Do this
Express as a two-column CSV with the header text,answer the rows that begin at the line containing "of the reed" and stop after the line containing "pixel 795 220". Give one CSV line per row, with each field in double quotation marks and every line break replaced by a space.

──────── Source material

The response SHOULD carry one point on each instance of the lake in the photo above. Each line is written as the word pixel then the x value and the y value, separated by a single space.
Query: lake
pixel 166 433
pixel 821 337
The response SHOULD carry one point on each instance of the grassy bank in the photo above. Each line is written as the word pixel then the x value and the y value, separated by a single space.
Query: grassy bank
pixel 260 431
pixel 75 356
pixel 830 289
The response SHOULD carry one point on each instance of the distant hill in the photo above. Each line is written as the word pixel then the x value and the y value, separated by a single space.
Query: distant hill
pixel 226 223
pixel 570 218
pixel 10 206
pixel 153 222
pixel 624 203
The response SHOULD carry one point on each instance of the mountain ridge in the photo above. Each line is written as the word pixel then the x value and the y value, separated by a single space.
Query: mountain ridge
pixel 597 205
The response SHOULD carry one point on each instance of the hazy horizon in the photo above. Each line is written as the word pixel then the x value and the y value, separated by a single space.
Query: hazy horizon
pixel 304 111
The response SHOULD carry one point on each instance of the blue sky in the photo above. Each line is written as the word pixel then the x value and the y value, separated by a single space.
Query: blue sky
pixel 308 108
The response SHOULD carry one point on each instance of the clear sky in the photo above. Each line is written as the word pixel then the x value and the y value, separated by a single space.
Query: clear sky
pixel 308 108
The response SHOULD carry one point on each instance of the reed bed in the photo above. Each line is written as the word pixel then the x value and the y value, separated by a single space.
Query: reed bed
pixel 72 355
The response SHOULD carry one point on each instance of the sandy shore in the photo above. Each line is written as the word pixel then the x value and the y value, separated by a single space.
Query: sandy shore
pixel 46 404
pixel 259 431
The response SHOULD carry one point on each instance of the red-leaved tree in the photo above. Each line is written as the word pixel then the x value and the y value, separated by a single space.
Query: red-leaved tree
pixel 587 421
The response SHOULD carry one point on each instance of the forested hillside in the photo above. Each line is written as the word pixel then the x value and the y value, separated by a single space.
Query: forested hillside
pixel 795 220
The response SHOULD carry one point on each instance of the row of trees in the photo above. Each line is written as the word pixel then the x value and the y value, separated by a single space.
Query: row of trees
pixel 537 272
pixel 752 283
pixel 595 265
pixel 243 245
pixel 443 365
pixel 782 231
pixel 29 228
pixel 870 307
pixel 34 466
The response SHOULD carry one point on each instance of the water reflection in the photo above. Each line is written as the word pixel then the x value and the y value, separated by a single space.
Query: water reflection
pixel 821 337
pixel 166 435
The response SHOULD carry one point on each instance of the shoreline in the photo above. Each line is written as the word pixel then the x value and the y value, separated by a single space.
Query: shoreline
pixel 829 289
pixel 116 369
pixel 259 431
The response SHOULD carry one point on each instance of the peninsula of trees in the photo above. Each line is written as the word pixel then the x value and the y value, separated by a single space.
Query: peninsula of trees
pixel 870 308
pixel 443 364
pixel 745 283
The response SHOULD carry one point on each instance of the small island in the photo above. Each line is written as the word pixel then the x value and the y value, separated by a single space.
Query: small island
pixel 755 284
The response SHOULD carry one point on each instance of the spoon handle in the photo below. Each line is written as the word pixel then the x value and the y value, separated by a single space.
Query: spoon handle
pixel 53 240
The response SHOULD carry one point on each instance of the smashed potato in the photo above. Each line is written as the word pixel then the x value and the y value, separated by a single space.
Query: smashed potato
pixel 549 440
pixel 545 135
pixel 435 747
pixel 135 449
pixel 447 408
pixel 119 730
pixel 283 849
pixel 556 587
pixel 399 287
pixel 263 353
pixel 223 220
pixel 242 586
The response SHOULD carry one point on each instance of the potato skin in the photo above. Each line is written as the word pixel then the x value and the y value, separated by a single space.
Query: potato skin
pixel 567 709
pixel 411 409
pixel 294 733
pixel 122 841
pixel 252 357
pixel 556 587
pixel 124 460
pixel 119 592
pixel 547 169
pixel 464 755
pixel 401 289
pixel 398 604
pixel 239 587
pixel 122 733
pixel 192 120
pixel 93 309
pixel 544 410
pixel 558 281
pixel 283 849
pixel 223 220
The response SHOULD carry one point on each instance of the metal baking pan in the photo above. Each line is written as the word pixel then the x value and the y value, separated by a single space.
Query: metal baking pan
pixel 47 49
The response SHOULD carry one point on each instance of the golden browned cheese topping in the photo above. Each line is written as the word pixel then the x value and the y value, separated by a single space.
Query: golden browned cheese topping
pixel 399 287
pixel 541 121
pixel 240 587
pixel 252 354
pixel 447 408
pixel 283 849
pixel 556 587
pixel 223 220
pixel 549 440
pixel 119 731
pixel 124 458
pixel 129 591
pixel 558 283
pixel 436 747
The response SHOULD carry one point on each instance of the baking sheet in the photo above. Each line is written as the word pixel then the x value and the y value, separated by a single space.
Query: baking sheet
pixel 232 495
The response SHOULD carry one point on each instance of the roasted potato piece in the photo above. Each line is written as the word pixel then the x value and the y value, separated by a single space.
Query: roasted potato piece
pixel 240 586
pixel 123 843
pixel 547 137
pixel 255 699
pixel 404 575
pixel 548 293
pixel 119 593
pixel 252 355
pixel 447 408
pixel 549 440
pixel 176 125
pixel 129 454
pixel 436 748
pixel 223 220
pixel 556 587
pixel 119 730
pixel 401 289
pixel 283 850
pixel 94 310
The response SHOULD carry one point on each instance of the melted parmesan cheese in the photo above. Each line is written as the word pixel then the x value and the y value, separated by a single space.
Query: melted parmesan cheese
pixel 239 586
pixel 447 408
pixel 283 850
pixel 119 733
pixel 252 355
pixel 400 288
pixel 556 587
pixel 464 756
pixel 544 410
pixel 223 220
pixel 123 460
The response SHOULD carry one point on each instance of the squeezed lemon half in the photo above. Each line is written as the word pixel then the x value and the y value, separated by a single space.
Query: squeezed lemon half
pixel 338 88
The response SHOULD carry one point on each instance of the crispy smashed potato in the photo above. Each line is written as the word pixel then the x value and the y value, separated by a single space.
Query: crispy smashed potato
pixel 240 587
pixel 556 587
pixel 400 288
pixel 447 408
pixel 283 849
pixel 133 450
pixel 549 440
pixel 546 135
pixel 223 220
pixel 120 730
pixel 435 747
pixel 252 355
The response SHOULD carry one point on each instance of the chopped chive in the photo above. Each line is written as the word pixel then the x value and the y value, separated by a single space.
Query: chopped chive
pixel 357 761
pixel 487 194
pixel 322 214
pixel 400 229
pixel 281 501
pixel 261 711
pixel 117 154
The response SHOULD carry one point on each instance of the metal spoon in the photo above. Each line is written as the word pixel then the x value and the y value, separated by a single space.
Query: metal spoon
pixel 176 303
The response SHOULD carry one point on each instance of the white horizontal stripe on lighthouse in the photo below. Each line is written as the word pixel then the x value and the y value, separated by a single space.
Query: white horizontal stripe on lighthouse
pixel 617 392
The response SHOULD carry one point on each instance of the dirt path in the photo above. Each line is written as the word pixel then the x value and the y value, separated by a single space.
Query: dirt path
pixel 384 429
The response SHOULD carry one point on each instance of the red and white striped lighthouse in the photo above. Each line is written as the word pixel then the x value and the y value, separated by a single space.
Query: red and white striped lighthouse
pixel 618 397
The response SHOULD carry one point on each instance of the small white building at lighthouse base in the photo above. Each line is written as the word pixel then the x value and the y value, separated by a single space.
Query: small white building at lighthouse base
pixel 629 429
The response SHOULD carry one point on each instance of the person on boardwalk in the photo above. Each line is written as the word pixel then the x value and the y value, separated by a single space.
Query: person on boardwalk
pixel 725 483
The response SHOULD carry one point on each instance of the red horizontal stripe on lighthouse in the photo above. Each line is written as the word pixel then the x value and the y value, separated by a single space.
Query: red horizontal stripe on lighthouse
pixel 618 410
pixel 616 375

────────────────

The completed task
text,answer
"The response SHOULD carry one point on each instance of the reed bed in the photo above. Each line is written as the word pixel then the x value and the y value, separated by a single space. Query: reed bed","pixel 72 355"
"The response SHOULD carry one point on each instance of the sandy shore in the photo above. Each line is written as the word pixel then the x value and the y value, separated by a single space. Query: sandy shore","pixel 46 404 pixel 259 431"
"The response SHOULD carry one point on each instance of the red-leaved tree in the photo above. Each line is written as the word pixel then the x value and the y value, separated by a single space. Query: red-leaved tree","pixel 587 421"
"The response SHOULD carry one point on each instance of the forested hillside in the photo above. Each line is written as the word pixel then the x value and the y value, separated by a single space. Query: forested hillside","pixel 795 220"